**Task directions:** Copy out the records precisely, omitting pictures.

────────────────────────────────────────

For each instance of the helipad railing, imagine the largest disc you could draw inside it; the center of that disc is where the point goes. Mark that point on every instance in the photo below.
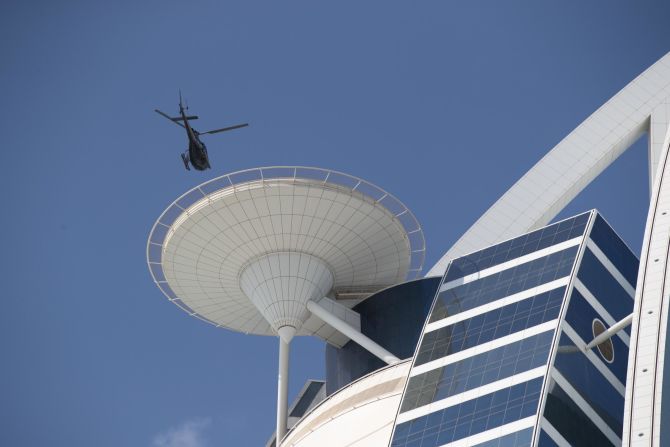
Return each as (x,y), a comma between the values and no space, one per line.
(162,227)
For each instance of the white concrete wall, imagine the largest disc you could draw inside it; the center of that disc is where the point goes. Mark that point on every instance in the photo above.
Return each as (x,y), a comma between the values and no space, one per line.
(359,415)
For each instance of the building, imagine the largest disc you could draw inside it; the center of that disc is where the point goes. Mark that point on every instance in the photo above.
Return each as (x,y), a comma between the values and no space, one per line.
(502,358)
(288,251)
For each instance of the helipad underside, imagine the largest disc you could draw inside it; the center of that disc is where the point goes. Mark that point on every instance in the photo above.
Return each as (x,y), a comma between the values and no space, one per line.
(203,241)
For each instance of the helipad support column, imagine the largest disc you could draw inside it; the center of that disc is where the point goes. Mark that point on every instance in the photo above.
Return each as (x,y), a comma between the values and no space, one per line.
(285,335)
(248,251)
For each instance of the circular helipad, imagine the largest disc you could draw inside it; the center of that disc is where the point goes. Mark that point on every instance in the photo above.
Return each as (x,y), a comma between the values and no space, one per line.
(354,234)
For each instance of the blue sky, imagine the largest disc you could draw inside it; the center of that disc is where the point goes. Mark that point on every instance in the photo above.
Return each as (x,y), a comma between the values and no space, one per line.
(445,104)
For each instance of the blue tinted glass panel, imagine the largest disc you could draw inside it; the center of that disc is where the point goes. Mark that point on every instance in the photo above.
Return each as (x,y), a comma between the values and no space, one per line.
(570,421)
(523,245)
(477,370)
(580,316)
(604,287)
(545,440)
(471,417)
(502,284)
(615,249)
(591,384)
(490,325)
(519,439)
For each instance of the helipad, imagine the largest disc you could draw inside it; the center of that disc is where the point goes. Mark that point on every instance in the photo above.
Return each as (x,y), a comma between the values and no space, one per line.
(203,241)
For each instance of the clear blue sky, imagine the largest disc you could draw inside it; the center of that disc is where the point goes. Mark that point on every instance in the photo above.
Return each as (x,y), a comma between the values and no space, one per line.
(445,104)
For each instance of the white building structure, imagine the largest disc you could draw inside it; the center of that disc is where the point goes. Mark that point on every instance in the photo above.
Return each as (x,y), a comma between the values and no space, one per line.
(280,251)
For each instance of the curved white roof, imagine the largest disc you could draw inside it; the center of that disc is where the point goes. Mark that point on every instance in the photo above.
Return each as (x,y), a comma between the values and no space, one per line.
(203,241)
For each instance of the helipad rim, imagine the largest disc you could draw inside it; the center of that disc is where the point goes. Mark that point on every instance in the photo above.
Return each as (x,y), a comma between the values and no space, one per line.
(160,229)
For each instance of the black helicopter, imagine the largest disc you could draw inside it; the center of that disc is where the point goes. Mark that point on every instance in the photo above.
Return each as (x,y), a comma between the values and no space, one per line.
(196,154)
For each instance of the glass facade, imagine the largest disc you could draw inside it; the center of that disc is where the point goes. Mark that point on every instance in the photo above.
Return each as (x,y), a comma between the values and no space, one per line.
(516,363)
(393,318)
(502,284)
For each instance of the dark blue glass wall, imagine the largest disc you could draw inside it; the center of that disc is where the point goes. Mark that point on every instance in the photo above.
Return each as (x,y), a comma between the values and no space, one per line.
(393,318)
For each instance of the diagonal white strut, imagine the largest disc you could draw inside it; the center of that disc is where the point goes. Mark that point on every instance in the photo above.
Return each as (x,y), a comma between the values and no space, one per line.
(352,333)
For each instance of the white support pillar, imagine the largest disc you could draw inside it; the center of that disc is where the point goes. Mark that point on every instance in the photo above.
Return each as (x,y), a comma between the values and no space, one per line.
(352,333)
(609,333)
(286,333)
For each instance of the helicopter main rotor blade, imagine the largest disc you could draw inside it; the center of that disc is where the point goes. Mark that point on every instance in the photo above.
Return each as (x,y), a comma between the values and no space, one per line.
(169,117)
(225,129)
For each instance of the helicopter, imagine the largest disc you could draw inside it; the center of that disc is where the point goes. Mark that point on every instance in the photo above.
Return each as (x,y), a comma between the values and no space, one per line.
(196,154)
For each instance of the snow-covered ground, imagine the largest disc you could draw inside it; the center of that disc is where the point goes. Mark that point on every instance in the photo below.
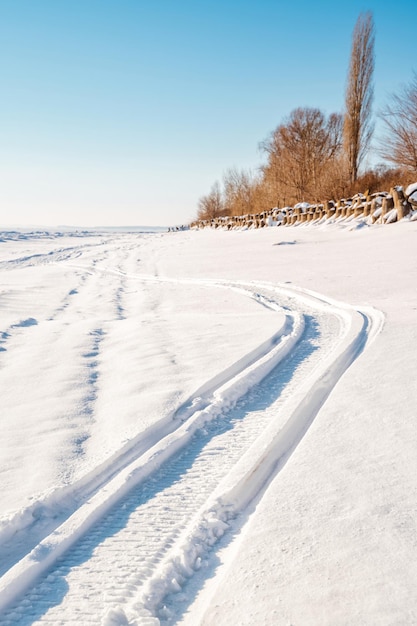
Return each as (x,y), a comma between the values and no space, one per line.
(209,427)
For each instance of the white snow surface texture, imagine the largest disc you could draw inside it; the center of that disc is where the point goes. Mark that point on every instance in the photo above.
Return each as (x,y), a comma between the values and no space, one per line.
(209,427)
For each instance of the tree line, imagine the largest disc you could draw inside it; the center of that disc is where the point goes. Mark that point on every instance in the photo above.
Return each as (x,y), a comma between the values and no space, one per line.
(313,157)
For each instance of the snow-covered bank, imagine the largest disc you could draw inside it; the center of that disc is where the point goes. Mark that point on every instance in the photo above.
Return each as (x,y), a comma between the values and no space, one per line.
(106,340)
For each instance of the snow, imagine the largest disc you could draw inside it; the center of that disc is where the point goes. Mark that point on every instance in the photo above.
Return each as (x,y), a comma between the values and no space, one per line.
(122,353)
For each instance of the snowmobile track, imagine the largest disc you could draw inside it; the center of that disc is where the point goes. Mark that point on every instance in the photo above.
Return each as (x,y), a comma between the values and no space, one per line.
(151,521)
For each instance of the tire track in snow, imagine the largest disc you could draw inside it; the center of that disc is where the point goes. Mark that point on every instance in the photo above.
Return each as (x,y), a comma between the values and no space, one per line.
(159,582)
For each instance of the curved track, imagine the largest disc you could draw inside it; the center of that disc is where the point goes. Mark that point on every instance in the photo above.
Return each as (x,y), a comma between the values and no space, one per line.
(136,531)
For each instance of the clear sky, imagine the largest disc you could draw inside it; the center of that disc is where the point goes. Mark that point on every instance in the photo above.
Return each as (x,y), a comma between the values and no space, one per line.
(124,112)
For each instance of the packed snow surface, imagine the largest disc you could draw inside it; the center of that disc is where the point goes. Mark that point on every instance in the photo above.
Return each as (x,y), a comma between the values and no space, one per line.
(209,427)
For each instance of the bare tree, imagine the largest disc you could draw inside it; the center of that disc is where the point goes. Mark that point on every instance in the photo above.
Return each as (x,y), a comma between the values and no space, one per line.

────────────────────────────────────────

**Solution to this problem:**
For each instance of the helipad railing, imagine the largest disc you could draw inside it; the center of that disc is where the point goes. Mark that point on every instance in the photo below.
Return each as (x,y), a comma between the values and no space, one per line.
(162,227)
For each instance of the white concrete wall, imagine the largest disc you could draw inside it; the center of that disc is where the point goes. Mark that point on every instance in the photo above.
Return each as (x,y), a comma between the values and no space, one per line.
(359,415)
For each instance of the building, imagine the largest disc you could draw inside it; the center of that disc is where the point goes. Mark that point on every instance in the photo above.
Return each as (x,y), a comma between the values and no space, one per line.
(502,358)
(288,251)
For each instance of the helipad underside, imagine the largest disc you could draw inside it; the center of that disc is where the point goes. Mark that point on every instance in the photo above.
Return each as (x,y), a comma between the values and no space, one per line.
(203,241)
For each instance of the helipad support column, imagine the largest disc you could draw inside it; the center of that disc is where the point goes. Mark that point on every instance in the photo above.
Return each as (x,y), a comma between the values and no space, one per line.
(285,335)
(248,251)
For each instance of the circular helipad, imagine the largest disc you could draw inside it; the center of that disc is where the point goes. Mark that point on every instance in the photo above.
Return each as (x,y), a comma between the values and no space, one per line.
(354,234)
For each instance of the blue sky, imagine the largest disc you could draw inside it; the center of that disc is where the point goes. Mark that point on every instance in the photo above.
Return each as (x,y), a comma between the values and no space, one per line.
(445,104)
For each instance of the blue tinted glass panel, imagine the largest disc you could draw inside it; the center of that disc is where the point goes. Mark that point on every instance in the photo above.
Return each as (x,y), a comma between the values and no space, one per line.
(570,421)
(523,245)
(477,370)
(580,316)
(604,287)
(545,440)
(471,417)
(502,284)
(615,249)
(591,384)
(490,325)
(519,439)
For each instance of the helipad, imagine the largest disc you could draw inside it; the center of that disc is where the point goes. Mark that point on every instance in the photo above.
Return each as (x,y), a comma between the values and no space, one per line.
(203,241)
For each instance of the clear blue sky, imagine the largest disc you could draw inside it; the center of that disc is where the point goes. Mark that point on every instance in the photo above.
Return each as (x,y), a comma between the values and no space, one per line.
(445,104)
For each instance of the white building structure, imagine the largest disc you could draw inside it; the center of that disc is where the point goes. Mark that point on every instance in the photo above.
Return each as (x,y), a comma between the values and no space, one per line.
(280,251)
For each instance of the curved white roof, imagine the largest disc you could draw inside it; the center of that disc is where the point goes. Mark that point on every instance in the photo above.
Return each as (x,y), a comma between the values and no space, one per line.
(203,241)
For each instance of the helipad rim, imagine the largest disc you could draw inside it; the center of that disc is where the point goes. Mark that point on every instance in the photo above.
Return each as (x,y), a comma between the values and no space, one per line.
(160,229)
For each instance of the black helicopter, imagine the largest disc you could draw inside it; the center of that disc is where the point goes. Mark that point on every instance in the photo above.
Return each as (x,y), a comma between the values and no space, one per line.
(196,154)
For each instance of the glass facade, imagine the largest disc you could draw inside it; the center of that disc is where the point goes. Mark that point on every instance in the photo above.
Return each as (x,y), a comma between the values and no space, one per line.
(516,363)
(393,318)
(502,284)
For each instance of the dark blue glass wall, imagine the largest disc you could draw inside it; the center of that disc is where the point goes. Mark that point on every instance in the photo above.
Return each as (x,y), a comma between the values and no space, one per line.
(393,318)
For each instance of the diagonal white strut, imagine the largest disc you could draw inside it; the center of that disc is where the point goes. Mark that point on every instance in the photo above.
Return each as (x,y), a comma between the values and no space, one per line.
(352,333)
For each instance of the white support pillar, imagine the largest disc you could draw inside it; the center of that disc is where the point goes. Mark that point on every instance in the photo above.
Return each as (x,y), a comma between the values and no space, one per line.
(352,333)
(609,333)
(286,333)
For each instance of the helicopter main rotor blade, imagine the largest disc you could draw inside it; the center of that disc is where the point goes. Mark that point on every instance in the photo above.
Return each as (x,y), a comma between the values and no space, one per line.
(169,117)
(225,129)
For each instance of the helicopter, imagine the largest disc you could draw inside it; the center of that disc is where the point goes. Mark that point on every instance in the photo above.
Return each as (x,y), a comma between the values and no space, one per line.
(196,154)
For each instance of the snow-covered ground, imagine the largest disc you could draw inside it; the center of that disc is where the point goes. Mark that point on every instance in the photo below.
Return each as (x,y), a comma between the values and no space, one per line.
(209,427)
For each instance of the white snow surface texture, imagine the largest disc you could draw inside it; the center of that disc is where the point goes. Mark that point on every instance in the photo above.
Return each as (x,y), a comma between the values and no space, one per line.
(209,427)
For each instance of the tree line, imagine the largest disc you could draw inside it; the center of that disc is where the point goes. Mark that point on every instance in the photo above.
Return each as (x,y), a comma between the values and no space, one per line.
(313,157)
For each instance of the snow-covered bank, imagine the largest disc you could draw inside it; the center of that disc is where the point goes. Mark that point on every instance in the photo above.
Return each as (x,y), a comma between the values and no space, one per line.
(106,340)
For each instance of the snow, imagine the largest disc you could draw inside it; the center of that disc is where the point goes. Mark that point on every instance in the photo above.
Return each as (x,y), a comma between the values and no space, one per line.
(122,353)
For each instance of the snowmobile track, imagine the largest disc you could draw inside it; the center of that disc is where the point goes. Mark that point on every instance in the photo above.
Return each as (x,y), a comma between the values and no space, one per line.
(151,521)
For each instance of the tire track in snow, imagine the largest disc you could draw inside it; the center of that disc is where the point goes. Mark that point on every instance in the photo above.
Return each as (x,y), a comma between the values and no space, one per line.
(159,582)
For each instance of the curved track, imagine the largest disc you could draw inside it; the center of that disc is where the point goes. Mark that point on every instance in the photo above.
Return each as (x,y), a comma between the values and no space, one per line.
(136,531)
For each instance of the clear sky, imagine the largest disc you could draw inside it; the center of that disc is where the point goes. Mark that point on every instance in the photo above.
Return each as (x,y), a comma between the values and no space, one per line.
(124,112)
For each instance of the packed snow surface, imagine the largest disc you could draw inside it; the center of that disc is where the point goes. Mark that point on every instance in the photo above.
Return each as (x,y), a comma between the values and no space, one per line.
(209,427)
For each instance of the bare tree, imagine the largest disc you could draw inside it; the center of that disc is where the point goes. Mark that point on every instance in the photo above.
Return each as (x,y), a comma between the values and no space, one per line.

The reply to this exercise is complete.